[EXTRACTED RECORDS]
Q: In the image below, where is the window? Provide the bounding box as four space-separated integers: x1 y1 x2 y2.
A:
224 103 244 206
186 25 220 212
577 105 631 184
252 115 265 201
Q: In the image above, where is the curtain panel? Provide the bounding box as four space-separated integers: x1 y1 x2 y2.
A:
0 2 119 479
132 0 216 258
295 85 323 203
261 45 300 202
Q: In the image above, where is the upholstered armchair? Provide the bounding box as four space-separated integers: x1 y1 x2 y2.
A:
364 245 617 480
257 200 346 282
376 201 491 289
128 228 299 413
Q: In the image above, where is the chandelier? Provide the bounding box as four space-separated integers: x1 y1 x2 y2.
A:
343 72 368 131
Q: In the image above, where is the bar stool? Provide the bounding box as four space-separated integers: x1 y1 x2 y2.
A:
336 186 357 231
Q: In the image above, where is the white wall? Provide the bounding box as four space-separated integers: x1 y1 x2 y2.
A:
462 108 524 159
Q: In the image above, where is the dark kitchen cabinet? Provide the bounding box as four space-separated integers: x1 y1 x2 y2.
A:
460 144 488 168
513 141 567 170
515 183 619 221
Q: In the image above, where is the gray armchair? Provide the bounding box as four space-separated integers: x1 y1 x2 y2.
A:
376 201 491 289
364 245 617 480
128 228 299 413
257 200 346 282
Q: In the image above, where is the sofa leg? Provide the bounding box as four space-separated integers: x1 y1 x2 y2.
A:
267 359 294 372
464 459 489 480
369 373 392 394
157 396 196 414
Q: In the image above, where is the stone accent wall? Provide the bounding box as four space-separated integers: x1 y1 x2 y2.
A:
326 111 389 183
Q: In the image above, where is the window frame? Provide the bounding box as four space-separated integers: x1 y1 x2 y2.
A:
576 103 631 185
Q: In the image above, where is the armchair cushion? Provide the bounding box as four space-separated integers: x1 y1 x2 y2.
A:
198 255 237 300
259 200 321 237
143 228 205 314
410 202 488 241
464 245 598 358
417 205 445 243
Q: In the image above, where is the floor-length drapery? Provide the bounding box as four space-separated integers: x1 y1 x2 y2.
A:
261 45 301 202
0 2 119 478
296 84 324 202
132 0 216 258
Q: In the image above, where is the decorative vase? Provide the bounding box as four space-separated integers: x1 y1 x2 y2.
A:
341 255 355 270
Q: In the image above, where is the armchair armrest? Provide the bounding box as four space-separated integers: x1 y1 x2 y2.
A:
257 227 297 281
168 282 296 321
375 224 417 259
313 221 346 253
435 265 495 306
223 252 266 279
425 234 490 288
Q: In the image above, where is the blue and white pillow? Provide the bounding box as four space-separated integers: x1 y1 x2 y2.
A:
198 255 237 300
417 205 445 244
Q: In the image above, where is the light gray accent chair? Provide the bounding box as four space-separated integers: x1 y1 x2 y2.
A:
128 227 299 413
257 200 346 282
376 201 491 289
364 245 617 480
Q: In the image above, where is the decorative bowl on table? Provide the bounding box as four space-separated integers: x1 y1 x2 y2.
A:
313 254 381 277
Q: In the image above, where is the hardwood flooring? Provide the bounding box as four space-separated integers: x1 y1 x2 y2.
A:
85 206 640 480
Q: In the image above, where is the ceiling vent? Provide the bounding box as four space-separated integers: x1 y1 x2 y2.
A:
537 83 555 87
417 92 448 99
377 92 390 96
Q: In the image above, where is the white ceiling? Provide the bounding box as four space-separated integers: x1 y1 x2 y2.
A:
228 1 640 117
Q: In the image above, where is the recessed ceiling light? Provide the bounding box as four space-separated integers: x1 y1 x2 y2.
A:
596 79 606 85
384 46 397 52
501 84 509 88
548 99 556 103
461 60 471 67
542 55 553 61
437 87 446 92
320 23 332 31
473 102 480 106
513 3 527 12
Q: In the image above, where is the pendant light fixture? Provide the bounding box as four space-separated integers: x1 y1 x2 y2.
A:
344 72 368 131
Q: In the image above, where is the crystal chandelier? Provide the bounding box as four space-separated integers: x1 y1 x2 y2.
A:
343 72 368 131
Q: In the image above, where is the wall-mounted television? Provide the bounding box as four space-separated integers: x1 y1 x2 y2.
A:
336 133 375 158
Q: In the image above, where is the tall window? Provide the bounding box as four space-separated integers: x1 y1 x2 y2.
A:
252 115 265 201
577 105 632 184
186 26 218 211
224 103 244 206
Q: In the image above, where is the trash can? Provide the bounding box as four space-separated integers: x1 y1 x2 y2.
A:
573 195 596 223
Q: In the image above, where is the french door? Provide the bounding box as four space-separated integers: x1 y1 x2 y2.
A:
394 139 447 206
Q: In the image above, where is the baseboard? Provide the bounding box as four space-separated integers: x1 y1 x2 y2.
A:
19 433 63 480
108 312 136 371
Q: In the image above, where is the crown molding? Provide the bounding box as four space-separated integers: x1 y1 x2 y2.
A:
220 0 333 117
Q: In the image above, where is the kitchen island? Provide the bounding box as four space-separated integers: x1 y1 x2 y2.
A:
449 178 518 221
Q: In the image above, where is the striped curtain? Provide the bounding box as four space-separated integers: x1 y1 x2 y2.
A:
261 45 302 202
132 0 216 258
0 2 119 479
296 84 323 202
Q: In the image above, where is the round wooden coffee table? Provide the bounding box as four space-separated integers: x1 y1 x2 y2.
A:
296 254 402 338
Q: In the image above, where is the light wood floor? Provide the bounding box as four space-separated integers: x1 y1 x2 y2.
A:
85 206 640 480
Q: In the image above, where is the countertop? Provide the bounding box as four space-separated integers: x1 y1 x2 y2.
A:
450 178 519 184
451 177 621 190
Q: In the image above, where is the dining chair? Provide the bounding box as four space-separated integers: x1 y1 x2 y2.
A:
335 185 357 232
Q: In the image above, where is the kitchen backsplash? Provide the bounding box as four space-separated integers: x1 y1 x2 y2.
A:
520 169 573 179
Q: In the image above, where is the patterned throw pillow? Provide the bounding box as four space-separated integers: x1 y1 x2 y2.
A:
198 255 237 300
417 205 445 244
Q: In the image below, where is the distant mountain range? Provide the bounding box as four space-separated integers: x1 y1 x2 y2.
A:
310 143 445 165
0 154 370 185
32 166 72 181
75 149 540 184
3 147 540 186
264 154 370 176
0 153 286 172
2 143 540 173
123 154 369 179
[/EXTRACTED RECORDS]
Pick every line from the listing holding the string "gray", and copy it.

=== TASK RESPONSE ===
Q: In the image above, where is the gray armchair? Provide the bounding box as four space-separated integers: x1 y1 x2 y2.
Q: In the image above, where is the light gray accent chair? Provide the bounding box as four space-separated integers: x1 y1 x2 y2.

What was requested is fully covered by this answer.